* _Prompt_: Reproduce every one of the records below word for word, leaving out the pictures.

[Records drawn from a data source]
===============
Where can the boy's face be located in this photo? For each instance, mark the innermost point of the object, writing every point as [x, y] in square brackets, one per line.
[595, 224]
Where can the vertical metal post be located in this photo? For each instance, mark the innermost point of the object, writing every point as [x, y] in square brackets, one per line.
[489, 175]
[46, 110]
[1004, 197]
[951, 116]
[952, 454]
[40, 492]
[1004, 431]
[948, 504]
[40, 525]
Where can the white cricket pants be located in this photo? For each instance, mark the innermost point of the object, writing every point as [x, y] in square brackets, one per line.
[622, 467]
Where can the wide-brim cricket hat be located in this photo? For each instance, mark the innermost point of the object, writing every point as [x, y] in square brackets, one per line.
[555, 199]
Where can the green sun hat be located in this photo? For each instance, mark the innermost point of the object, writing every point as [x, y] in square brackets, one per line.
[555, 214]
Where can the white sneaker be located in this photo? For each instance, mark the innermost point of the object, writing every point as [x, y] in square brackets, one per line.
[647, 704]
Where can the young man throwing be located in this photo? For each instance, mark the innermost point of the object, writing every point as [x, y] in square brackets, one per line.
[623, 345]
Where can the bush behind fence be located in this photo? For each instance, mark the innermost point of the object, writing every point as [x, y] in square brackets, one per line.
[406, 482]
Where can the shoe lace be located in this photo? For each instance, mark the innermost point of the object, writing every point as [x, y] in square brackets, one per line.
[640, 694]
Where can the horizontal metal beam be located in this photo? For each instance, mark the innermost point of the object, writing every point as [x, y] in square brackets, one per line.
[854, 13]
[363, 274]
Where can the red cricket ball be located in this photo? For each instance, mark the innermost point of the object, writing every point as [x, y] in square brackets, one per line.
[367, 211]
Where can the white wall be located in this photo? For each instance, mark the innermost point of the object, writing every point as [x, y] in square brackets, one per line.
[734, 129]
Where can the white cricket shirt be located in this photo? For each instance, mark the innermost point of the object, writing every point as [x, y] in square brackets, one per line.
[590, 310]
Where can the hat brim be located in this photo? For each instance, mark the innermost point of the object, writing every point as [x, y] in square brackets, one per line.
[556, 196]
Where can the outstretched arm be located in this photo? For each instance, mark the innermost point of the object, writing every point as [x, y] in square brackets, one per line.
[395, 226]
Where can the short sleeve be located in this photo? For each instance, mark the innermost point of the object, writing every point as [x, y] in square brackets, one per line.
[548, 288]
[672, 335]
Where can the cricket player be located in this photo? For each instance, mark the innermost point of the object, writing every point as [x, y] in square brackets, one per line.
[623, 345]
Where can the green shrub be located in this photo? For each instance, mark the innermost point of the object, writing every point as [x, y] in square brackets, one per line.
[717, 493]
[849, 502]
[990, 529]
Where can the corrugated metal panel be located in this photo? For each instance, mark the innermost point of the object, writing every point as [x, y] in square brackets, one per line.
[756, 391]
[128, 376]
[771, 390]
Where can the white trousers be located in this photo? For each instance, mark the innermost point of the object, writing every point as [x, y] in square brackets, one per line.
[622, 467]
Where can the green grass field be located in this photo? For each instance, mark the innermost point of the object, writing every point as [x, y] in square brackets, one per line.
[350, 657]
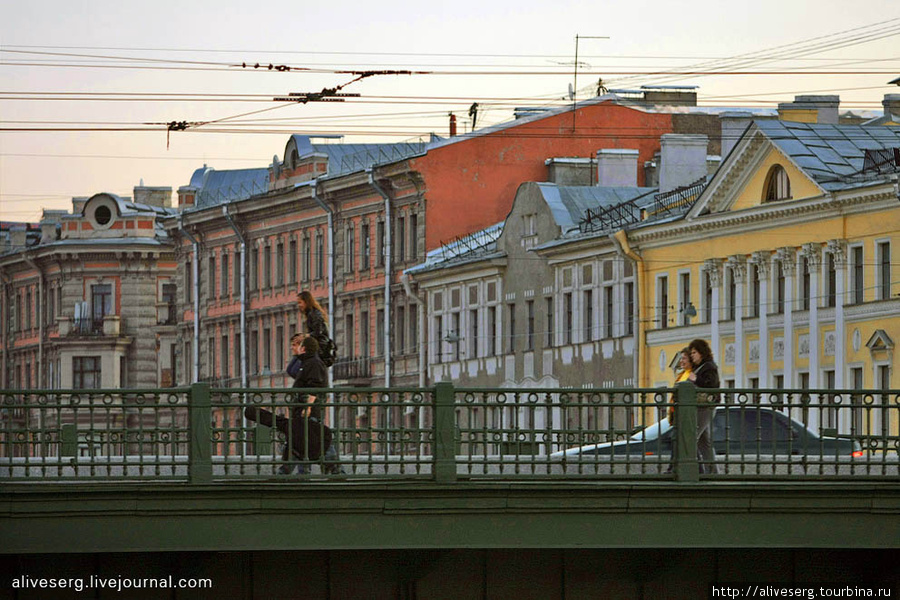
===============
* _Exercise answer_:
Where can the boy's face be located in this photo? For each instance, mark the innermost point of the object, writing every point as [x, y] in square brackets, one per line.
[595, 224]
Where can the vertical metal post be located in this photo? For each instance, mark the innermost point of the object, writing every point as [x, y] in square brackets, one per line.
[489, 175]
[46, 110]
[1004, 197]
[951, 116]
[952, 454]
[40, 492]
[1004, 431]
[948, 504]
[40, 525]
Where can the white cricket pants be located in this photo? For each instance, mark the innermost point of the object, writing every point as [x, y] in square brackets, one per line.
[622, 467]
Where can the wide-brim cricket hat be located in this photo? For each instance, mark the innermost point of the object, writing every point as [x, y] in square brackets, one per line.
[555, 199]
Where can the green sun hat be located in this photo? For each instance, mark the innermost point of the object, writing every point as [x, y] in square brackets, one per line.
[555, 214]
Where can the white sneaker be located in this photo? For each instance, mark the innermost point of the object, writing every point as [x, y] in square brackets, one per line.
[647, 704]
Where can the young man throwing be located in this photo? For each instance, mark the innermost point of the object, writing every point as [x, y] in square brackets, one per line.
[623, 345]
Where can the bush behind fence be located in this photo? For each instance, mark the innermost point of the object, writing every point as [x, y] in square brackets, one per line.
[406, 482]
Where can the shoe lace be located in this photo? For each instance, mark the innermost point of the object, writing every point as [x, y] in square brackets, one per line.
[640, 694]
Where can the horizontal metal beam be located in this photo? For each instance, mark the innermost point of the object, writing every point as [x, y] in square brackets, one per line.
[854, 13]
[363, 274]
Where can the red cricket ball be located in this photo? For each instance, mark the innermost point of the object, writing every point as [x, y] in square brackets, one per line.
[367, 211]
Where can the white wall be located in this photo? For each instance, mark the innermost point of the object, writing every point as [x, y] in square brackets, one per line.
[734, 129]
Where can the white cricket shirt be located in this photo? For each instance, mark the innermost point of the object, writing every point as [x, y] in square brackets, one per line.
[590, 310]
Where can the hat brim be located in this photo? For each instance, mark the innermost point of the object, writing every point as [x, y] in square brackets, one per line.
[556, 196]
Where can the outstretched arm be located in this photo? For each instance, mark the innermost point of the object, writing every point as [x, y] in square brackets, one per line.
[395, 226]
Where can the short sleeve be located in this photo? For each instance, mark the innermost point of the object, writing every point as [x, y] in square brackets, one per line.
[548, 288]
[672, 335]
Where can the cricket player be located in this photo? For each instance, mark the innermost point of the object, writing every point as [x, y] in square brackets, one per line.
[623, 345]
Where can the green shrub be located in this photo? For each instance, mark the innermost point of the object, writing every point as [x, y] in square brackets, one per line.
[717, 493]
[849, 502]
[990, 529]
Where can the corrugated metal panel be located in this photo? For each instance, mark the innermost point of the object, writing every point as [x, y] in square brackets, one per line.
[756, 391]
[128, 376]
[771, 390]
Where can the white trousers be located in this photo? For each instance, mark the innermost point of the object, writing every point as [x, y] in square brackets, one per line.
[622, 467]
Where can the green grass field be located in this photo? For each instance, mark the innermost point of the object, writing every point as [x, y] in square brackets, one per line.
[350, 657]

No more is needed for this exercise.